[Start of Source passage]
Hacker News new | ask | show | jobs
by minimaul 2497 days ago
Yeah, this is exactly my experience too.

I try to move over every six months to a year or so, and it's the same gripes every time at this point.

Driver support's reasonable now, and the desktop environments are generally solid enough, but things like mixed DPI work really badly on Linux, my browser nearly always tears when scrolling on my secondary display, etc.

But... the single biggest killer for me though is how badly Linux copes with very low amounts of free memory. Put 32G in a machine and it still periodically runs completely out under my dev workload and when that happens, the whole system becomes unusable and I have to hard reboot it. I'm not sure what macOS and Windows do differently, but it just doesn't happen on either of those two OSes.

I really want to have the freedom to pick and choose my hardware more, but at the moment I keep falling back to macOS.

It's a UNIX environment so it has the tooling I want and a solid GUI that works well.

8 comments

There are discussions happening on LKML right now about how to solve this. I don’t have a link handy, but saw them either here or on LWN recently.

I used to have that problem too, but it went away when I stopped using JetBrains products :). Not for any reason other than the contract I was working on ended.
[End of Source passage]
→ Your tasks:
1) In the Hacker News thread, which operating system does the first commenter keep falling back to?
2) Reproduce the Hacker News thread from "I try to move" up to and including "back to macOS.".
The listing that comes next has no connection to the Hacker News thread.
[Start of Raw data]
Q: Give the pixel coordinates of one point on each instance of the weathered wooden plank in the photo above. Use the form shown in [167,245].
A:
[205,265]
[End of Raw data]
→ Written responses:
1) macOS

2)
I try to move over every six months to a year or so, and it's the same gripes every time at this point.

Driver support's reasonable now, and the desktop environments are generally solid enough, but things like mixed DPI work really badly on Linux, my browser nearly always tears when scrolling on my secondary display, etc.

But... the single biggest killer for me though is how badly Linux copes with very low amounts of free memory. Put 32G in a machine and it still periodically runs completely out under my dev workload and when that happens, the whole system becomes unusable and I have to hard reboot it. I'm not sure what macOS and Windows do differently, but it just doesn't happen on either of those two OSes.

I really want to have the freedom to pick and choose my hardware more, but at the moment I keep falling back to macOS.